**EXCERPTED PASSAGE:**
'''
# General Topics > Vivarium, Terrarium & Enclosure Discussion >  Let's talk substrates

## Jerah Teoh Yong Qiang

So I was having a discussion with a frog breeder and substrates came up.

Cocopeat, paper towel, bark, moss mat, you name it, we've talked about it. 

So, I want to get the forumer's point of view, what are the drawbacks and strong-points of the substrate and its alternatives of your choice with regards to your vivaria and its occupants?

For example:

My pacman uses cocofiber as its substrate; good part is that it's cheap, retains humidity, minimal risk of impaction, easy to burrow in. Bad part is that it can occasionally contain fine sharp particles that can break frog skin and cause infections, and also cocopeat is great media at bacterial growth (good and bad).An alternative would be sphagnum; good is that it's soft and retains humidity very well. Bad is that impaction is an issue if you do not tong feed or do not feed in a separate tub.

What are your thoughts concerning your pet frog and its substrate? Would love to learn the rationale behind your choice!

----------


## Lija

well, not sure how in depth you wanna go, I'll just skim the surface as well don't know what frogs are we talking about, but say for a fat frogs:
1. cocofiber:
 I don't see any negatives, as long as you change it every month and take out occasional strings before you place a new one in.
 positives you listed yourself, it holds humidity well, it doesn't mold, bacterial growth is under control, frog can burrow, that is the most natural substrate for these frogs.
 the only negative here is that it is dark colored and frogs tend to blend in, so the colors of a frog will darken as well it is gonna be all dirty ( and happy :Smile: ) all the time. i've never found any sharp particles in there, but you just always have a look and run through your fingers before putting it in just in case.
2. foam filters.
 time consuming to clean, you need to do it every day, frogs can't borrow, not natural, but the frogs will be very clean and their colors will be visible very nicely.
3. paper towels.
 the most hygienic substrate, is being used for hospital set ups, pros and cons same as foam, but it is better then foam because you don't rinse papertowels thus absolutely no bacteria will transfer from old to a new.
4. rocks, bark, moss.... NO! even if you feed in a separate enclosure it might ingest while shedding.
'''
**SUPPLIED DATA:**
'''
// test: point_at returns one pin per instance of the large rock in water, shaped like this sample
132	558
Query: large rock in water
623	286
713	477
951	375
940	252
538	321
'''
**THE PROBLEM:** In the substrate thread, how often does Lija say cocofiber should be changed?

**ANSWER SPACE:** Every month.